▶ [WHAT THE TASK ASKS] Change every "photo" in all of the data below to "image", leaving everything else unchanged, and give the data back without the pictures.
** Start of PROVIDED DATA **
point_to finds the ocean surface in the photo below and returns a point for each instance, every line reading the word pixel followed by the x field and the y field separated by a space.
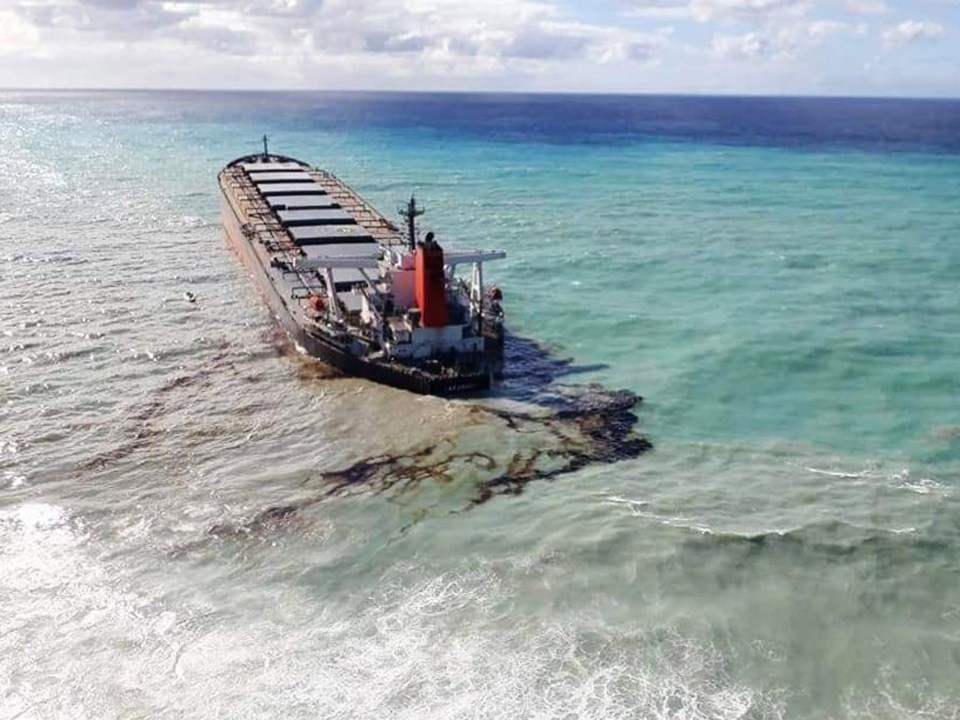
pixel 778 278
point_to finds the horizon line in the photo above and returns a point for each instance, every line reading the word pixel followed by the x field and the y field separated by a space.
pixel 547 93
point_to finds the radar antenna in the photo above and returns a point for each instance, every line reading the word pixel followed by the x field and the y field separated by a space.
pixel 411 212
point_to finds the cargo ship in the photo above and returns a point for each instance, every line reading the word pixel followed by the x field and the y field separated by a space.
pixel 353 289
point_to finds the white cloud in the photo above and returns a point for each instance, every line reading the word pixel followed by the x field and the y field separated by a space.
pixel 910 31
pixel 867 7
pixel 338 41
pixel 822 29
pixel 705 11
pixel 754 46
pixel 17 36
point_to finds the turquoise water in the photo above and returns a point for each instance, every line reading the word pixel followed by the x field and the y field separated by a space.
pixel 787 309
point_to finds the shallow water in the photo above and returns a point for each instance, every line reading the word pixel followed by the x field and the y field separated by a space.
pixel 779 288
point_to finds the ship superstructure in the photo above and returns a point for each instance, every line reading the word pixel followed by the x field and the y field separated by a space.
pixel 355 291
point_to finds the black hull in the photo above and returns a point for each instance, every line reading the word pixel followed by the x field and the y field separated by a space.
pixel 328 350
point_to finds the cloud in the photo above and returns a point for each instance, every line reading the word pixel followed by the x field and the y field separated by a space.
pixel 823 29
pixel 705 11
pixel 910 31
pixel 867 7
pixel 339 40
pixel 752 46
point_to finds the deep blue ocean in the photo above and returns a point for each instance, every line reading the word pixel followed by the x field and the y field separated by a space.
pixel 776 277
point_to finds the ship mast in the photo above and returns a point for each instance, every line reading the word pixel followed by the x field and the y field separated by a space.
pixel 411 212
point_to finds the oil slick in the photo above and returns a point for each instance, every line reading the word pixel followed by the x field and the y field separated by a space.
pixel 534 429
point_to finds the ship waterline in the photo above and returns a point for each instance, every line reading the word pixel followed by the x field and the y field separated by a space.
pixel 351 290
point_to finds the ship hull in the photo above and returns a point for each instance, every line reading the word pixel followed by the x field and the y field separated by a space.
pixel 325 349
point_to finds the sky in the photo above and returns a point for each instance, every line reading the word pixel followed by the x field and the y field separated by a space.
pixel 783 47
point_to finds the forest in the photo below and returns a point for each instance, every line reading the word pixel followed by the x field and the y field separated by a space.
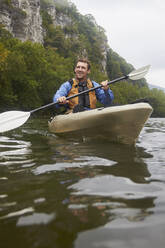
pixel 30 73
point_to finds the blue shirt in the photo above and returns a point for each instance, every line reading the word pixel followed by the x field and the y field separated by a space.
pixel 104 97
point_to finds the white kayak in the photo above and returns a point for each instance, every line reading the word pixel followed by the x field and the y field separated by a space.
pixel 121 124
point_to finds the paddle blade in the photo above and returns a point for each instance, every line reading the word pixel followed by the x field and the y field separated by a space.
pixel 12 119
pixel 140 73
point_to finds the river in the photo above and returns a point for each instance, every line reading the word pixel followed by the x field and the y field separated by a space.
pixel 57 193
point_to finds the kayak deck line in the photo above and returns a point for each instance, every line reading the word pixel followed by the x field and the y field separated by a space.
pixel 121 124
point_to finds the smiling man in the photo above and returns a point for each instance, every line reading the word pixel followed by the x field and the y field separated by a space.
pixel 80 83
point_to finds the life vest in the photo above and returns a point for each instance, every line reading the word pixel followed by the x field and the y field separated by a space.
pixel 75 90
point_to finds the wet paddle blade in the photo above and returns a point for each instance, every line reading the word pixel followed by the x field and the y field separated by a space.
pixel 140 73
pixel 12 119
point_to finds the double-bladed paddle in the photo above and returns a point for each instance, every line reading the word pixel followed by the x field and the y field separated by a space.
pixel 12 119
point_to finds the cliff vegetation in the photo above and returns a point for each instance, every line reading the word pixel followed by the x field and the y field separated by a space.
pixel 31 71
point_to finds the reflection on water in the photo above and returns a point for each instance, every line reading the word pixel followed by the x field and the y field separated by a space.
pixel 62 193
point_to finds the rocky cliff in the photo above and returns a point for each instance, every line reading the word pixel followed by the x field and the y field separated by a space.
pixel 23 19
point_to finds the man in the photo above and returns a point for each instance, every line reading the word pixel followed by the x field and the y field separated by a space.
pixel 80 83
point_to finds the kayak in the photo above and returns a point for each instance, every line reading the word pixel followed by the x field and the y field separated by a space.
pixel 121 124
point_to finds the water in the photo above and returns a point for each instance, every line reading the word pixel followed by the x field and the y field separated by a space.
pixel 62 193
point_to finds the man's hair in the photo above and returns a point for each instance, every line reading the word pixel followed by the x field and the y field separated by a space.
pixel 84 60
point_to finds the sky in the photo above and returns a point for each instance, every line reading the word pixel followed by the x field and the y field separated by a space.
** End of PROVIDED DATA **
▶ [CORRECT ANSWER]
point_to finds the ocean surface in the image below and returns a point for each instance, every line reading the word pixel followed by the x field and the y field separated by a space.
pixel 778 278
point_to finds the horizon line in the image above and returns a point for each instance, every line reading the word pixel followed by the x field and the y field separated by a space.
pixel 547 93
point_to finds the radar antenna in the image above and returns a point for each instance, every line reading the word pixel followed by the x field and the y field separated by a space.
pixel 411 212
point_to finds the cargo ship in the image above and returns a point for each instance, every line reading the word pixel followed by the x field and the y field separated by a space.
pixel 353 289
point_to finds the white cloud in the image above and returns a point for each instance, every line reading the word pixel followed by the x field and the y field separated by a space.
pixel 910 31
pixel 867 7
pixel 338 41
pixel 822 29
pixel 705 11
pixel 754 46
pixel 17 36
point_to finds the turquoise water in the image above and returns a point for each instance, every line reading the word pixel followed by the x field and the y field separated by a space.
pixel 787 309
point_to finds the shallow water in the image above and returns a point for each instance, every line reading the word pixel followed by the x field and the y field separated by a space.
pixel 779 288
point_to finds the ship superstructure in the image above and returns a point for each instance, every line reading the word pixel followed by the x field and the y field separated by a space.
pixel 355 291
point_to finds the black hull in the image above and returns a point for each instance, every line reading the word pixel followed by the x field and the y field separated by a space.
pixel 328 350
point_to finds the cloud in the image above and returns a point for each instance, every line reading the word pixel followed by the x field and the y field separated by a space.
pixel 823 29
pixel 705 11
pixel 910 31
pixel 867 7
pixel 339 40
pixel 752 46
point_to finds the deep blue ocean in the image above and returns a point for each instance, every line reading the word pixel followed by the x field and the y field separated by a space.
pixel 776 277
point_to finds the ship mast in the image above and returns a point for each instance, every line reading the word pixel followed by the x field and the y field separated by a space.
pixel 411 212
point_to finds the oil slick in the image above and returns a point for each instance, every line reading the word pixel followed by the x field and the y field separated by a space.
pixel 534 429
point_to finds the ship waterline in the image above and returns a point for each instance, every line reading the word pixel followed by the x field and the y field separated by a space.
pixel 351 290
point_to finds the ship hull in the image above and returns a point for each instance, every line reading the word pixel followed by the x field and the y field separated by a space.
pixel 325 349
point_to finds the sky in the image above and returns a point for each instance, every line reading the word pixel followed by the x field and the y field separated by a space.
pixel 783 47
point_to finds the forest in the image below and returns a point for each instance, every line reading the word pixel followed by the x field and the y field separated by a space.
pixel 30 73
point_to finds the blue shirt in the image above and returns a point for each instance, every line reading the word pixel followed by the x field and the y field separated by a space.
pixel 104 97
point_to finds the white kayak in the image above and returns a point for each instance, every line reading the word pixel followed by the x field and the y field separated by a space.
pixel 121 124
point_to finds the paddle blade in the image above and returns a point for each instance, every line reading the word pixel followed by the x field and the y field separated by a space.
pixel 12 119
pixel 140 73
point_to finds the river in the image above and returns a point for each instance, every line reading the word pixel followed by the x field and the y field separated by a space.
pixel 57 193
point_to finds the kayak deck line in the image above and returns a point for each instance, every line reading the word pixel followed by the x field and the y field separated by a space.
pixel 121 124
point_to finds the smiling man in the image above and returns a point for each instance, every line reading the word pixel followed by the x field and the y field separated by a space.
pixel 80 83
point_to finds the life vest in the image above and returns a point for each instance, every line reading the word pixel followed by the x field and the y field separated by a space.
pixel 75 90
point_to finds the wet paddle blade in the image above and returns a point for each instance, every line reading the word pixel followed by the x field and the y field separated by a space.
pixel 140 73
pixel 12 119
point_to finds the double-bladed paddle in the image above and returns a point for each instance, every line reading the word pixel followed by the x field and the y field separated by a space.
pixel 12 119
point_to finds the cliff vegetation in the image above and returns a point for each instance, every line reading the word pixel followed by the x field and the y field separated by a space.
pixel 31 71
point_to finds the reflection on water in the image above and returns a point for each instance, every line reading the word pixel followed by the x field and the y field separated by a space.
pixel 62 193
point_to finds the rocky cliff in the image above and returns a point for each instance, every line reading the word pixel followed by the x field and the y field separated by a space.
pixel 23 19
point_to finds the man in the image above and returns a point for each instance, every line reading the word pixel followed by the x field and the y field separated by a space.
pixel 80 83
point_to finds the kayak in the image above and returns a point for each instance, every line reading the word pixel followed by the x field and the y field separated by a space.
pixel 121 124
point_to finds the water in the image above and returns a point for each instance, every line reading the word pixel followed by the x field and the y field separated by a space.
pixel 62 193
point_to finds the man's hair in the image above and returns a point for each instance, every line reading the word pixel followed by the x field and the y field separated by a space.
pixel 84 60
point_to finds the sky in the image above and returns a point for each instance, every line reading the word pixel followed by the x field and the y field separated by a space.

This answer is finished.